PAGE →

This is Mischief doing her "Buddha Cat" pose! She is 13.


----------



## Supertrooper (11 February 2013)

My little man....... Top Cat







We think he's about eleven now, came in to work last year (I'm a vet nurse) having been found in a warehouse. No chip and he soon found his way home with me 

As you can see he's fallen on his furry paws and we adore his furryness ;-) I'm very very glad that he found us xx


----------



## cloverleaf1985 (11 February 2013)

Jasmine on the left, lived to 18yo. This was taken last September, a few days before she was put to sleep. 
On the right is Kimberely, she's 11


----------



## cloverleaf1985 (11 February 2013)

Helps if I add the photo!!


----------



## Montyforever (11 February 2013)

The grump - 12 years old


----------



## pines of rome (12 February 2013)

This is fat Jaffa, he is thirteen!


----------



## E13 (12 February 2013)

No pictures, but I have two sisters, almost 15. I often wonder about their breeding, they're moggies but I reckon there's oriental in there. Anyone else worry too much?! Hopefully they've got many years to come but now every time there's a problem I'm like oh god!


----------



## spottybotty (12 February 2013)

This is Bagpuss. He was a stray from work.We had severall in one christmas, all the shelters were full up and I knew that he would be un rehomable, he was 17 with two teeth left ,half an ear missing, had chronic cat flu ,bandy front legs ,snored and dribbled for England but he was so sweet,I took him home. I knew he we wouldnt be with us long but he lasted another 18mths and had the life of luxery.


----------



## Sophie123 (12 February 2013)

Spottybotty, what a lovely thing to do. A great ending to little Baggy's story


----------



## Dizzydancer (12 February 2013)

Monty forever my cat does that exact look and holds her paw like that - it tries to move so she has to push it down with top paw weird!


----------



## WelshD (13 February 2013)

Old boy Starsky and new girl Dita


----------



## StormyMoments (18 February 2013)

Noodle who is 19 in september   being extra helpful laying all over my accounting work


----------

Stored data entries:

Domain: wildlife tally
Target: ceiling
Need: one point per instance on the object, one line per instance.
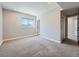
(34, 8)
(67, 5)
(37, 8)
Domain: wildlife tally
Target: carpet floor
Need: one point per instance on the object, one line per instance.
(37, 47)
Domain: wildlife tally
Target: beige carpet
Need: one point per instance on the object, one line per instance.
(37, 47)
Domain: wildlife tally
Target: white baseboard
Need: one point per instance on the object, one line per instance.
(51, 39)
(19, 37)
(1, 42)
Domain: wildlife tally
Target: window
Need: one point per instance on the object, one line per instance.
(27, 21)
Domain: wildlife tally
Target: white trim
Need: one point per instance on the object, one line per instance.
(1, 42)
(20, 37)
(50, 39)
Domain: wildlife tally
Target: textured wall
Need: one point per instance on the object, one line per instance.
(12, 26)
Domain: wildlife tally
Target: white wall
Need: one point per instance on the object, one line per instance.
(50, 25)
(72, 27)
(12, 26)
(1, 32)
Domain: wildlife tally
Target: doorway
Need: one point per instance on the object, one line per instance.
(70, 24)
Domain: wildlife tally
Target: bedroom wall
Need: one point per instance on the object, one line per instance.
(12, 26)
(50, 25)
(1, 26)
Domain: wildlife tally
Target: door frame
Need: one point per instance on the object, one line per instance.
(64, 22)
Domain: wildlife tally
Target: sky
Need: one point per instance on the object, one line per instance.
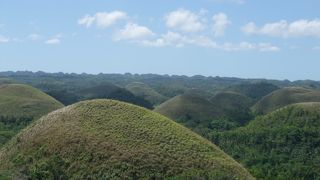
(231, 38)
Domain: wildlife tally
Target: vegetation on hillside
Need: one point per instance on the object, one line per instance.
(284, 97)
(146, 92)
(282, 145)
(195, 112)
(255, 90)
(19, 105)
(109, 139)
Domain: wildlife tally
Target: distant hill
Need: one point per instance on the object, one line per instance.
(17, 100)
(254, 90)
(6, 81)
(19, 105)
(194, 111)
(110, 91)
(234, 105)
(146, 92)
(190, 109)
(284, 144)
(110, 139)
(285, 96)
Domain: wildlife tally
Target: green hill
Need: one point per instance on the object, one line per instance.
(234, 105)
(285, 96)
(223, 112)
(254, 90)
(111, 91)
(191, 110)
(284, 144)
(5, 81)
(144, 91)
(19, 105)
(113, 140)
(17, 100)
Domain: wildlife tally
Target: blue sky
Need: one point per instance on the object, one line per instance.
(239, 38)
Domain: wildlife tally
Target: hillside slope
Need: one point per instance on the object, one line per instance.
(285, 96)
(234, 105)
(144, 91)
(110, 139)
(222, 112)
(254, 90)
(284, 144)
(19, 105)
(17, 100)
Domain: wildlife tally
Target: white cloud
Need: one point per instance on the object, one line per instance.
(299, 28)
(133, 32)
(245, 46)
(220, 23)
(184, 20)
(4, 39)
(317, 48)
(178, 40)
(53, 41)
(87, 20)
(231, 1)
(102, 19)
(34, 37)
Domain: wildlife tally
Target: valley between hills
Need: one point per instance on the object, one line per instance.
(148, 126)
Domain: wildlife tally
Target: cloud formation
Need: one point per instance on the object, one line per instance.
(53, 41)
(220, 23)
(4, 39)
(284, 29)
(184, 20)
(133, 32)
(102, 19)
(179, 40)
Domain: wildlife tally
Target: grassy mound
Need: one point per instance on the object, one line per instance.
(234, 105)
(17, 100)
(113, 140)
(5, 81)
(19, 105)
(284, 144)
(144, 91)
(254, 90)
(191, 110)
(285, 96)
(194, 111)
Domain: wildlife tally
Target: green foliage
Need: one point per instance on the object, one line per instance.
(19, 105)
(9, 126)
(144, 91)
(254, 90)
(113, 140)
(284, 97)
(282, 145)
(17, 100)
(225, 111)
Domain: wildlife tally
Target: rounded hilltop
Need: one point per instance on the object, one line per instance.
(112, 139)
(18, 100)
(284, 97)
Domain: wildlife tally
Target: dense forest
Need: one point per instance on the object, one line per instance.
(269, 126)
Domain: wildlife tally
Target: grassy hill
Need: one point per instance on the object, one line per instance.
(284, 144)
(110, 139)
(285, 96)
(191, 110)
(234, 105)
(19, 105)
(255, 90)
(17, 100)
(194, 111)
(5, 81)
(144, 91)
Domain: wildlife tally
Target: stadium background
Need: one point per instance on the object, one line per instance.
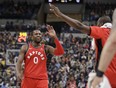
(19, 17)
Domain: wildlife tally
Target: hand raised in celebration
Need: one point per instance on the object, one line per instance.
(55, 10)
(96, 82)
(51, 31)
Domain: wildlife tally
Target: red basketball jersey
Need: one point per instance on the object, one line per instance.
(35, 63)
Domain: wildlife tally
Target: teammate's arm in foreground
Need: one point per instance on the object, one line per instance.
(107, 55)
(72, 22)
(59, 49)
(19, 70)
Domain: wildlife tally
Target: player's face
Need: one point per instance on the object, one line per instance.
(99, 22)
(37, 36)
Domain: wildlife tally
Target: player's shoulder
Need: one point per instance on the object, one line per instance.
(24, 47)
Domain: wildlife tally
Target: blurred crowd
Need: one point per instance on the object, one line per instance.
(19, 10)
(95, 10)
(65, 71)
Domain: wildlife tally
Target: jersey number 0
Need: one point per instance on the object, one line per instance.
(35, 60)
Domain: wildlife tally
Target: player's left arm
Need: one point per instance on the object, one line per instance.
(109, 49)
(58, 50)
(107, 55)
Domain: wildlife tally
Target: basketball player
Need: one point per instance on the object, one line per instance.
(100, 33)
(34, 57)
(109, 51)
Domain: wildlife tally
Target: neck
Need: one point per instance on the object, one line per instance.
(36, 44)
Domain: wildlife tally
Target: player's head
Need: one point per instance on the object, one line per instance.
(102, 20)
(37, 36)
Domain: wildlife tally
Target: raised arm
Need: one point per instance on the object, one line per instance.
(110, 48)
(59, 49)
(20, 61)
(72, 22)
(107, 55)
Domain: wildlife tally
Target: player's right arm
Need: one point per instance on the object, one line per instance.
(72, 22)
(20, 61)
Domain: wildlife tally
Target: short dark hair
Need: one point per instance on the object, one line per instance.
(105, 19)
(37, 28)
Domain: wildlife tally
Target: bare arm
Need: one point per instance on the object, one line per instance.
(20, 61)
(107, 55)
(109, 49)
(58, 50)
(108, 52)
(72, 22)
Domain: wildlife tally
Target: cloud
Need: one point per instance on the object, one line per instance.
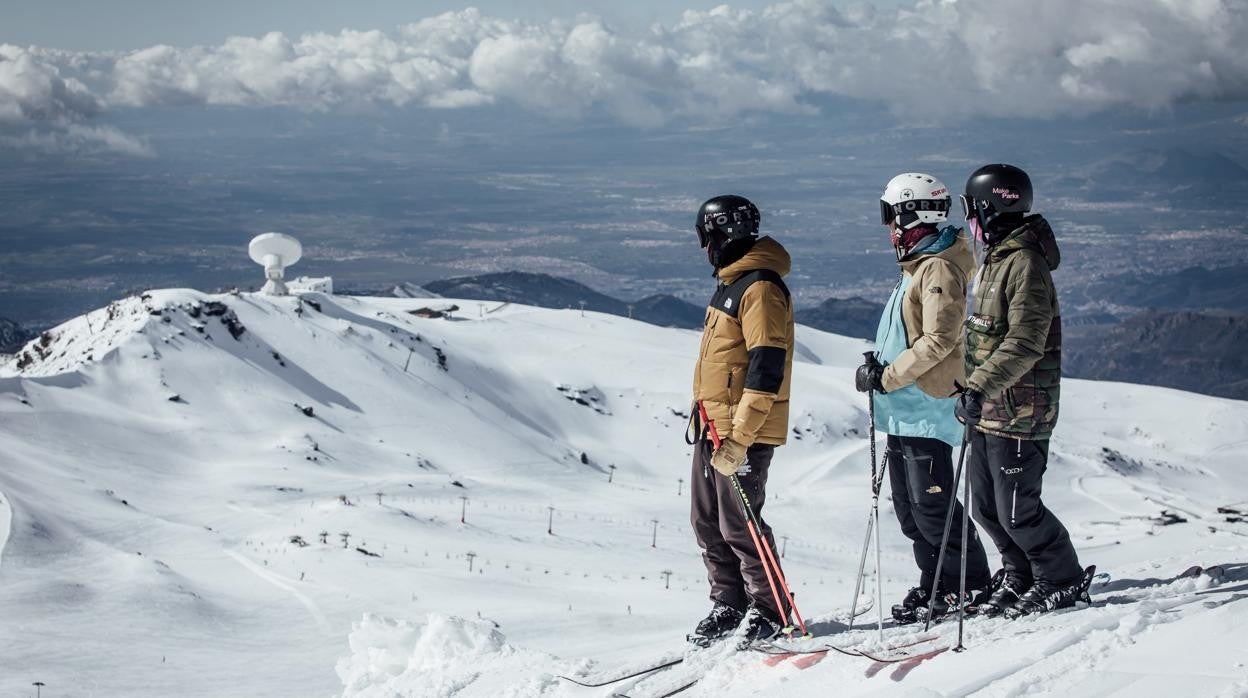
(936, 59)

...

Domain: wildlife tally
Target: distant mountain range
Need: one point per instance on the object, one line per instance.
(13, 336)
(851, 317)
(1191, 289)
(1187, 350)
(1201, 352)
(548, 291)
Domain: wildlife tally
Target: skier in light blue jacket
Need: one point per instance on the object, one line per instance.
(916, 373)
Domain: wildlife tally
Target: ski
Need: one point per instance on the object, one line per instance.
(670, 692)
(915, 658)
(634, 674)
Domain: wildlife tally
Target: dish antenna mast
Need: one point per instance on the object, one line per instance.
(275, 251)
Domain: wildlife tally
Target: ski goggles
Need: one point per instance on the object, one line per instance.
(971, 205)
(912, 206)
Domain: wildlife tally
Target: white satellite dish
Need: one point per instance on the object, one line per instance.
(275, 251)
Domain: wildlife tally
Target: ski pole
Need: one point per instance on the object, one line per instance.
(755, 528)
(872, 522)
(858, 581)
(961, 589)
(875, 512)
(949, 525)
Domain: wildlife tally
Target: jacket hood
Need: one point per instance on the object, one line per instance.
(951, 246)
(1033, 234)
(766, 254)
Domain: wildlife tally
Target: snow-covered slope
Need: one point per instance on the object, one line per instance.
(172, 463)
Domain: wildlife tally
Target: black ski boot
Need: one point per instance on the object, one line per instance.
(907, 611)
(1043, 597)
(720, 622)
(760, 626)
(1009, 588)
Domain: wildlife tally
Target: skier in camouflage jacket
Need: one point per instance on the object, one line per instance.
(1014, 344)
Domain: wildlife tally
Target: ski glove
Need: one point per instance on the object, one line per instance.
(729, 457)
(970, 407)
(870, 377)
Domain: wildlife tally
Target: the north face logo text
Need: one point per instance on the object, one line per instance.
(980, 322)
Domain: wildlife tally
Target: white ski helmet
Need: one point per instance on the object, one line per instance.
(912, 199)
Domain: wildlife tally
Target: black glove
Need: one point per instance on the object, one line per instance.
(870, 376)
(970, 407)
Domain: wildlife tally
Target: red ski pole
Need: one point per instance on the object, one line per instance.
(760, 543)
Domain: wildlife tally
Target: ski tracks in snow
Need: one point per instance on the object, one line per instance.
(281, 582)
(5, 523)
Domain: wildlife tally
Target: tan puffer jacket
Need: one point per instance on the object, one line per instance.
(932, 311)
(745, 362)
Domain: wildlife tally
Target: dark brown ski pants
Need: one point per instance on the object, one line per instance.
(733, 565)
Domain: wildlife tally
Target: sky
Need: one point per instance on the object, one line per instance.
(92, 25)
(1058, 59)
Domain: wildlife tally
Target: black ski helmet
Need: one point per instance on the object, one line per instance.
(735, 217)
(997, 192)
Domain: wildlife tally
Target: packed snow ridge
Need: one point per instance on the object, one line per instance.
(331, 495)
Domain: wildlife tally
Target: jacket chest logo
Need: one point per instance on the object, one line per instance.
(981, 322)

==

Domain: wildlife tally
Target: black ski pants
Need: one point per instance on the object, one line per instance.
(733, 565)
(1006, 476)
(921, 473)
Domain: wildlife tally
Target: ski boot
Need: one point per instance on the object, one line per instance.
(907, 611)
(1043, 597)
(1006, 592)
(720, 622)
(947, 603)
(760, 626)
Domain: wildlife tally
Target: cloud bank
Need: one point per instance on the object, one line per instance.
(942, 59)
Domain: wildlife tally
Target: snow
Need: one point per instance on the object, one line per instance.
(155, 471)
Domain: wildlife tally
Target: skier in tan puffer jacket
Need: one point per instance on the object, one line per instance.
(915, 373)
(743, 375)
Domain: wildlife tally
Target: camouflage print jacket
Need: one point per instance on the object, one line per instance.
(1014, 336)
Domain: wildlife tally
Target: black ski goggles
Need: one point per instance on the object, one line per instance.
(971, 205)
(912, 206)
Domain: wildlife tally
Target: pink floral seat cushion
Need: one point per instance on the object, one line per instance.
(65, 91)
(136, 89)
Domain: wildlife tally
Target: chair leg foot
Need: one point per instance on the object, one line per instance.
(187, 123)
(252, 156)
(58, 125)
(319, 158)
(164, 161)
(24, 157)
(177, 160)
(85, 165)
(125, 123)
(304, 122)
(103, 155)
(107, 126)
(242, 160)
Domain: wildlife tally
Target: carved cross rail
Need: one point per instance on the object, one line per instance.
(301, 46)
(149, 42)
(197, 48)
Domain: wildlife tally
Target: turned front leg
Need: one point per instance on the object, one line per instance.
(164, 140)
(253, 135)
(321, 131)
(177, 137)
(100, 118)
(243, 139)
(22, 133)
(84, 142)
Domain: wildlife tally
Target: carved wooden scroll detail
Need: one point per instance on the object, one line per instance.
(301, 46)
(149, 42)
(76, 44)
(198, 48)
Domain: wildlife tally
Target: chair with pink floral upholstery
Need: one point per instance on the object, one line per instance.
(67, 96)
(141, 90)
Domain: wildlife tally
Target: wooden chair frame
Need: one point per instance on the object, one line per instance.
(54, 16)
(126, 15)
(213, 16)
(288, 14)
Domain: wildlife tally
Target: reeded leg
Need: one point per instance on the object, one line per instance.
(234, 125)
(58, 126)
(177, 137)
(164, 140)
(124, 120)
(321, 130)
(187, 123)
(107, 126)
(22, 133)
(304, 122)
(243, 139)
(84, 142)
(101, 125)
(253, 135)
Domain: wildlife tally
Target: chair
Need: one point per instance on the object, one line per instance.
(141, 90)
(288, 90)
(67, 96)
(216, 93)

EXERCISE TASKS →
**a.** Output the thread about older cats from "No pictures, but" up to and including "life of luxery.".
**b.** Gather each line in the entries that contains the word "carved".

THE ANSWERS →
**a.**
No pictures, but I have two sisters, almost 15. I often wonder about their breeding, they're moggies but I reckon there's oriental in there. Anyone else worry too much?! Hopefully they've got many years to come but now every time there's a problem I'm like oh god!


----------



## spottybotty (12 February 2013)

This is Bagpuss. He was a stray from work.We had severall in one christmas, all the shelters were full up and I knew that he would be un rehomable, he was 17 with two teeth left ,half an ear missing, had chronic cat flu ,bandy front legs ,snored and dribbled for England but he was so sweet,I took him home. I knew he we wouldnt be with us long but he lasted another 18mths and had the life of luxery.

**b.**
Target: carved cross rail
Target: carved wooden scroll detail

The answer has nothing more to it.